* _What you are asked to do_:
Could you filter the records below down to the lines that include the word "wing"?

* _Data shown_:
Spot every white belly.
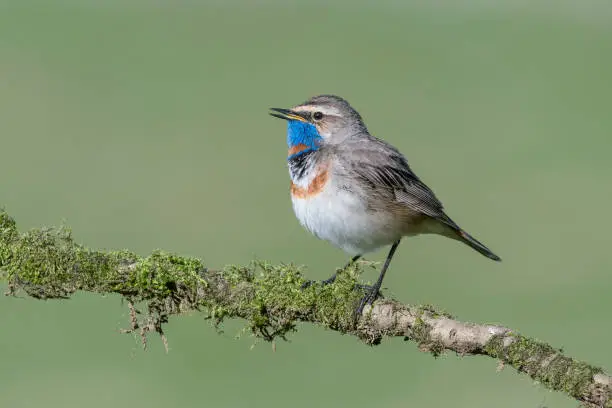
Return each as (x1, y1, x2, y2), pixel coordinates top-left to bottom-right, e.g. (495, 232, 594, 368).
(291, 182, 403, 256)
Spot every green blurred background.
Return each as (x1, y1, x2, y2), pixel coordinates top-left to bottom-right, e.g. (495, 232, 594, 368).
(1, 1, 611, 407)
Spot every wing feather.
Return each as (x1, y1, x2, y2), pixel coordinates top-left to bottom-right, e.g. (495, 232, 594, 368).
(343, 138, 451, 222)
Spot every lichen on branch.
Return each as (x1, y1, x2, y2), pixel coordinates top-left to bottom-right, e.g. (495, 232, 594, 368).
(0, 209, 610, 407)
(0, 209, 363, 341)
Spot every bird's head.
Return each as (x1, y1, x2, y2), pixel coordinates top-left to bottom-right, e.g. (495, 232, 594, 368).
(270, 94, 366, 158)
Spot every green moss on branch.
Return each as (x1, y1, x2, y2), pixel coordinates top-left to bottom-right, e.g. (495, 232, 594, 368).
(1, 209, 610, 407)
(0, 209, 362, 341)
(485, 334, 606, 405)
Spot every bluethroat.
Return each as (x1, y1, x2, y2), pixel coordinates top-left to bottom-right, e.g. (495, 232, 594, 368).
(270, 95, 500, 315)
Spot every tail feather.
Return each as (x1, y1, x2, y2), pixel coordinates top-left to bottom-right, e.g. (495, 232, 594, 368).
(456, 229, 501, 262)
(430, 214, 501, 261)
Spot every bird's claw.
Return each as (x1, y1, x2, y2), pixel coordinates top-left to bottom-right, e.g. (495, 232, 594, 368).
(301, 276, 382, 318)
(300, 280, 316, 289)
(354, 286, 382, 317)
(353, 283, 374, 292)
(301, 278, 331, 289)
(321, 276, 337, 285)
(301, 274, 337, 289)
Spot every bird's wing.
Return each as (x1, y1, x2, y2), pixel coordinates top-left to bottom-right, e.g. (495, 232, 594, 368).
(344, 139, 452, 222)
(354, 162, 445, 218)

* _Solution to this exercise_:
Spot every wing feather.
Spot every bird's wing.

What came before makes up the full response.